PROBLEM DESCRIPTION:
Tally the lines of the material that contain the string "every", treating uppercase and lowercase as different, and give only the number.
[start GIVEN ENTRIES]
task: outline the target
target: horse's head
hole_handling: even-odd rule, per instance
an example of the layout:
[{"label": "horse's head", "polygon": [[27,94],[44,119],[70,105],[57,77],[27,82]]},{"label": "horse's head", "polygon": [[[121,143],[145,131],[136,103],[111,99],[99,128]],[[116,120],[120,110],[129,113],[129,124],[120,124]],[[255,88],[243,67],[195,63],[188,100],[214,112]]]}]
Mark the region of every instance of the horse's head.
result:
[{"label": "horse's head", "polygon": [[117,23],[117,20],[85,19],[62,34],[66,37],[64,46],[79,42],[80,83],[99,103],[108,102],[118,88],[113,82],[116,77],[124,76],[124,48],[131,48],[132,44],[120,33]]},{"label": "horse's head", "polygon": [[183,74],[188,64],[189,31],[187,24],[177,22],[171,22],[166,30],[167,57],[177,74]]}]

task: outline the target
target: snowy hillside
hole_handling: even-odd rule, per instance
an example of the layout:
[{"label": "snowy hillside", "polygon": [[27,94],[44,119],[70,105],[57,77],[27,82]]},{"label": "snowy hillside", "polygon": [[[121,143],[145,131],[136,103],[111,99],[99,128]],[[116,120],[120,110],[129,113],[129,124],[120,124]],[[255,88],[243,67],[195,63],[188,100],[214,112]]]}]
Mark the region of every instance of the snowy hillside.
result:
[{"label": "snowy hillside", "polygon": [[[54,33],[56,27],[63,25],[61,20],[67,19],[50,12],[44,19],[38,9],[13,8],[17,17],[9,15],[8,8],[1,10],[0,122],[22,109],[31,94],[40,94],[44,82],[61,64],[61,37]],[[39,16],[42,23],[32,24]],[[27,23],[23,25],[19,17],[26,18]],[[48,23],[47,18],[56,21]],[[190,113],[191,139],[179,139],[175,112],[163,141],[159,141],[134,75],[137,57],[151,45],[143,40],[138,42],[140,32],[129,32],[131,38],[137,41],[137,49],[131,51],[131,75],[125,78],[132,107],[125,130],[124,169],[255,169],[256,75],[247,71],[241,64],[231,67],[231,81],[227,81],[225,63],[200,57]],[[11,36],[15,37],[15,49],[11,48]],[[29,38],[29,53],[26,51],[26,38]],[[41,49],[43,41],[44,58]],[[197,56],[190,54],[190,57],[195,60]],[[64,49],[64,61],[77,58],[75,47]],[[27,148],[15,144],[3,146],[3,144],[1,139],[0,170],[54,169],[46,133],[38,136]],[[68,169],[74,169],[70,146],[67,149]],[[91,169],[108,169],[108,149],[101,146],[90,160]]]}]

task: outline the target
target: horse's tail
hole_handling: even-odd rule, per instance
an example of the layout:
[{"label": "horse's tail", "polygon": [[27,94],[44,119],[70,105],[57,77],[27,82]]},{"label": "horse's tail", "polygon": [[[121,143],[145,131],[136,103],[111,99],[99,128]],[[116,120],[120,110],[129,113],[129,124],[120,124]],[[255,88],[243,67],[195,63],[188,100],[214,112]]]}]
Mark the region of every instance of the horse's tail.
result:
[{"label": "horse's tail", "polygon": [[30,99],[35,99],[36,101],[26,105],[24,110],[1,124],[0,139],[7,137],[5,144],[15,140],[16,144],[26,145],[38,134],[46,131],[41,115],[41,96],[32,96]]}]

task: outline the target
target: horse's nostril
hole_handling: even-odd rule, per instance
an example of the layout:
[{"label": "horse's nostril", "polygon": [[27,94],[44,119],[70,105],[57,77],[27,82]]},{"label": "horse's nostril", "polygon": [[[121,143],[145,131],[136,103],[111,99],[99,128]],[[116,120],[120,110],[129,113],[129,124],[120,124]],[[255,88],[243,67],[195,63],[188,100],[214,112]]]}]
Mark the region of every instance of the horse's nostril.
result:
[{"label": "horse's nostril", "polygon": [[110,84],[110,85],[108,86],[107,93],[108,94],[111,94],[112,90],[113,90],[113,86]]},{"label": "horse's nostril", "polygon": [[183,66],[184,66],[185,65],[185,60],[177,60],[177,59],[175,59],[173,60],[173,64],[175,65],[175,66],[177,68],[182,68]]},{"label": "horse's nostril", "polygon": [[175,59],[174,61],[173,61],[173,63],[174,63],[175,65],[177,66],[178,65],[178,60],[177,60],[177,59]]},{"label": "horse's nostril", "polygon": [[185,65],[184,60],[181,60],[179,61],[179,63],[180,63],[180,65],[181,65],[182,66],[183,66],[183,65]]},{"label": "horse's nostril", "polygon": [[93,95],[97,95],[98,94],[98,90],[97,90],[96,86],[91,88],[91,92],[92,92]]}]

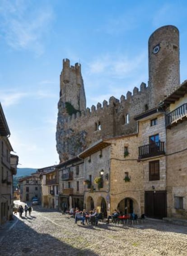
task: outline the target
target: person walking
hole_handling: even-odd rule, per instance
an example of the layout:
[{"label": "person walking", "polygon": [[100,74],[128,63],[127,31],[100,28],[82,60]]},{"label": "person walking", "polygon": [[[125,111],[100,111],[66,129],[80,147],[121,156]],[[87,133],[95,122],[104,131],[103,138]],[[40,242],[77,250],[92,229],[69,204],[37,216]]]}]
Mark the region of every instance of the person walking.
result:
[{"label": "person walking", "polygon": [[21,215],[20,215],[20,208],[21,208],[21,205],[19,205],[19,207],[18,208],[18,212],[19,213],[19,216],[20,217],[21,217]]},{"label": "person walking", "polygon": [[29,216],[31,216],[31,212],[32,212],[32,208],[31,208],[31,206],[29,206],[29,207],[28,207],[28,215],[29,215]]},{"label": "person walking", "polygon": [[26,204],[25,204],[25,208],[24,209],[25,210],[25,216],[26,217],[27,214],[27,211],[28,211],[28,207],[27,207],[27,205]]}]

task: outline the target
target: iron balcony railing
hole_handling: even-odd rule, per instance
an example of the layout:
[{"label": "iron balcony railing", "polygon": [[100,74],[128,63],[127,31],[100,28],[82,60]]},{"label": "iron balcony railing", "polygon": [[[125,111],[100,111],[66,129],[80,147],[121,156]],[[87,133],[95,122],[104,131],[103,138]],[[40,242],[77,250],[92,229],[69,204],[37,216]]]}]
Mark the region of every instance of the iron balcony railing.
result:
[{"label": "iron balcony railing", "polygon": [[46,185],[51,185],[52,184],[56,184],[56,183],[57,183],[56,179],[46,180]]},{"label": "iron balcony railing", "polygon": [[164,142],[159,141],[139,147],[139,159],[164,155]]},{"label": "iron balcony railing", "polygon": [[62,180],[70,180],[73,179],[73,173],[72,172],[62,174]]},{"label": "iron balcony railing", "polygon": [[166,116],[166,127],[170,126],[173,123],[176,123],[187,115],[187,103],[175,109]]},{"label": "iron balcony railing", "polygon": [[73,188],[63,188],[62,189],[62,193],[66,195],[72,195],[73,193]]}]

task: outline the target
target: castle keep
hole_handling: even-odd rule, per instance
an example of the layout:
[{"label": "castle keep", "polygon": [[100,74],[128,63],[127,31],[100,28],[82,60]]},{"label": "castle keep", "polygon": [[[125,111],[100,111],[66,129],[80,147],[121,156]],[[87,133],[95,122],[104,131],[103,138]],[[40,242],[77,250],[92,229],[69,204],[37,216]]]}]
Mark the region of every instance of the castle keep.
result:
[{"label": "castle keep", "polygon": [[77,155],[99,140],[136,134],[135,116],[158,106],[180,84],[179,32],[171,25],[156,30],[149,40],[149,82],[120,100],[112,96],[91,109],[86,97],[81,65],[64,59],[56,132],[61,163]]}]

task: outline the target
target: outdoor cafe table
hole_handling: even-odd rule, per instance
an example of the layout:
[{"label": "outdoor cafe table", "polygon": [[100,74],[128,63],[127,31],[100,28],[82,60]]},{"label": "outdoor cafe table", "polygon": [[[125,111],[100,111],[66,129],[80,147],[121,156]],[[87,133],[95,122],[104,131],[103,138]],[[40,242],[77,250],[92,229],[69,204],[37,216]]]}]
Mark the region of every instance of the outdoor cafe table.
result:
[{"label": "outdoor cafe table", "polygon": [[123,215],[123,216],[119,216],[118,219],[122,224],[125,224],[125,221],[126,220],[128,223],[129,216],[128,215]]}]

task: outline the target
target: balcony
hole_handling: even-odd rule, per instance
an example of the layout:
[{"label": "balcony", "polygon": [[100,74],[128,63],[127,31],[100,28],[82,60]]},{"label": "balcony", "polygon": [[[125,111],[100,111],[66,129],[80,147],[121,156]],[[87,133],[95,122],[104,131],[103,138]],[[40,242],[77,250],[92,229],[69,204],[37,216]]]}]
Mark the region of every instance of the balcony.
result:
[{"label": "balcony", "polygon": [[166,127],[170,129],[172,126],[182,122],[187,116],[187,103],[172,111],[166,116]]},{"label": "balcony", "polygon": [[46,185],[52,185],[54,184],[56,184],[56,183],[57,183],[57,182],[56,179],[46,180]]},{"label": "balcony", "polygon": [[62,174],[62,180],[72,180],[73,179],[73,172],[70,172],[65,174]]},{"label": "balcony", "polygon": [[72,195],[73,193],[73,188],[64,188],[62,189],[62,193],[66,195]]},{"label": "balcony", "polygon": [[165,155],[164,142],[159,141],[139,147],[139,159]]}]

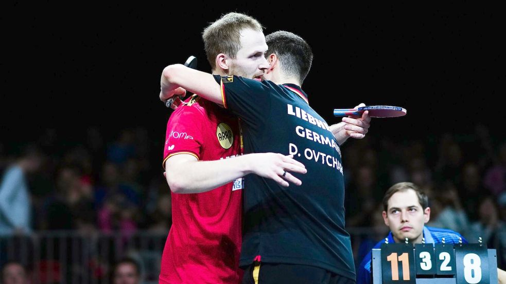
[end GIVEN ENTRIES]
ANSWER FOR THIS EXERCISE:
9